** Opening SOURCE PASSAGE block **

The strategies for enhancing AAV packaging capacity. To accommodate large transgenes, there are several strategies, such as overlapping, trans‐splicing, hybrid, and sequential homologous recombination.

Figure 4

The strategies for reducing AAV immune response. The host antiviral immune responses directed against AAV capsid and transgene product could be resolved by several strategies, such as capsid engineering (rational design, directed revolution), surface tethering (polymer conjugation, peptide targeting), viral load (liposome‐AAV, exosome‐AAV), dual‐AAV dosing, immunosuppressive, molecular imprinting (epitope mapping, neutralizing antibody).

** Closing SOURCE PASSAGE block **

## BRIEF 1
In the AAV passage, what four strategies are named for accommodating large transgenes?
## BRIEF 2
Continue the AAV passage from its final sentence.

** Opening GIVEN DATA block **

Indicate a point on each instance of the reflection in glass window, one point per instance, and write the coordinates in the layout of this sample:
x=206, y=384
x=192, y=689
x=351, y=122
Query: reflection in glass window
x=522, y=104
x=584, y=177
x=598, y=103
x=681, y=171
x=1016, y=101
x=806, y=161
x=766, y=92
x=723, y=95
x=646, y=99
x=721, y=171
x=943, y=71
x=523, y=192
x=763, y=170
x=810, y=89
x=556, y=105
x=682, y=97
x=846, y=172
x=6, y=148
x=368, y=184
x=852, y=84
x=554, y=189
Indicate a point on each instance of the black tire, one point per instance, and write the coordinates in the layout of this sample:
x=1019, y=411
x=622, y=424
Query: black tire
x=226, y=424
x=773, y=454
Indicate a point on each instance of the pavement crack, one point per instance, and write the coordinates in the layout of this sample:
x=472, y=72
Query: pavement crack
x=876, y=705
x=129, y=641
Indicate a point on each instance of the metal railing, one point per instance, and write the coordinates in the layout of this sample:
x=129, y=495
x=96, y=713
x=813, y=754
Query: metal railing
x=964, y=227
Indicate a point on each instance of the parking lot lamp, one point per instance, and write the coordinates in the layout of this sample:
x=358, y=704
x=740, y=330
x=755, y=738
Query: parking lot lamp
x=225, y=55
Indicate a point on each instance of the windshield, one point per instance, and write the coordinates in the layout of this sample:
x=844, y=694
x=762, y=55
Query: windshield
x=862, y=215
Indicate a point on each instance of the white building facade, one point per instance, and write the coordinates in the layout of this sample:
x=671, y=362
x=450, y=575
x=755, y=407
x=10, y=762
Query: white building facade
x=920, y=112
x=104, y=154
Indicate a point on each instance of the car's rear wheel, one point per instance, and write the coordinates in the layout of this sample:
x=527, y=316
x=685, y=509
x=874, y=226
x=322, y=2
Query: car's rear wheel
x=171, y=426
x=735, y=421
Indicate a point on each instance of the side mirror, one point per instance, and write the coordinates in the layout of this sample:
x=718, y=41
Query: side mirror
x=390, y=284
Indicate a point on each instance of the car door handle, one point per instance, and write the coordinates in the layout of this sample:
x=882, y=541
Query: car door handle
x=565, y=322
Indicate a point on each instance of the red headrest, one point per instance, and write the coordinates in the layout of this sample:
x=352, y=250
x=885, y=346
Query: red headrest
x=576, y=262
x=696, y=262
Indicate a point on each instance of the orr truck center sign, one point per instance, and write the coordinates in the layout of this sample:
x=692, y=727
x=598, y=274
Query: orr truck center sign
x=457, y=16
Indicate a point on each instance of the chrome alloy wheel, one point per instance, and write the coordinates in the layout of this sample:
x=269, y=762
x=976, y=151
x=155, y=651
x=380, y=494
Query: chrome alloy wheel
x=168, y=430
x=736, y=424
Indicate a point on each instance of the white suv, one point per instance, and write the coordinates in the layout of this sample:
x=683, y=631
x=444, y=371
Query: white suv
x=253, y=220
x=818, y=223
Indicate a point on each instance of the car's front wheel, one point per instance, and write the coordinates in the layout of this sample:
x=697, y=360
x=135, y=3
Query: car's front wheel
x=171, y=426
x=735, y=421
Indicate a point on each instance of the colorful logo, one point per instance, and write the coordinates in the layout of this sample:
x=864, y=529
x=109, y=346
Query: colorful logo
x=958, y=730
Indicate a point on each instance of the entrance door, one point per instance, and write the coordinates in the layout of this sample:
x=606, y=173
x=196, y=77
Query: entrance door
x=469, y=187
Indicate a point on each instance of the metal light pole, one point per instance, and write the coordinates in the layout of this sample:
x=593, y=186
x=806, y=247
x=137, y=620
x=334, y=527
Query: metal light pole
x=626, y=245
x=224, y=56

** Closing GIVEN DATA block **

## YOUR RESPONSE 1
Overlapping, trans‐splicing, hybrid, and sequential homologous recombination.

## YOUR RESPONSE 2
Figure 5

Combination therapy of AAV with miRNA/ICI/ACT could boost the cancer drug discovery by inhibiting tumor initiation, growth, and metastasis. The figure illustrates key pathways in cancer development: viral infection outcomes in normal vs. affected cells (DNA repair vs. integration), genomic instability in precancerous states with mRNA targets, oncogenic transformation with mRNA degradation, immune checkpoint markers, and CAR T‐cell immunotherapy.

Figure 6

AAV‐mediated gene therapy could treat neurodegenerative diseases by overcoming blood–brain barrier, reprogramming capsid proteins, and selecting various serotypes. This figure illustrates the use of AAV vectors to model neurodegenerative disorders, highlighting key tau mutants (P301S, P301L, P301L/S320F, A152T, R406W) associated with Alzheimer's pathology, along with characteristic neuropathological features including amyloid β plaques, neurofibrillary tangles, α‐synuclein aggregates, and associated neurodegeneration. It further depicts neuroinflammatory components (activated microglia, reactive astrocytes, BBB leakage) in Alzheimer's/Parkinson's patients, and presents various AAV serotypes (AAV1/2 to AAV2/9) employed for modeling α‐synuclein pathology in Parkinson's disease.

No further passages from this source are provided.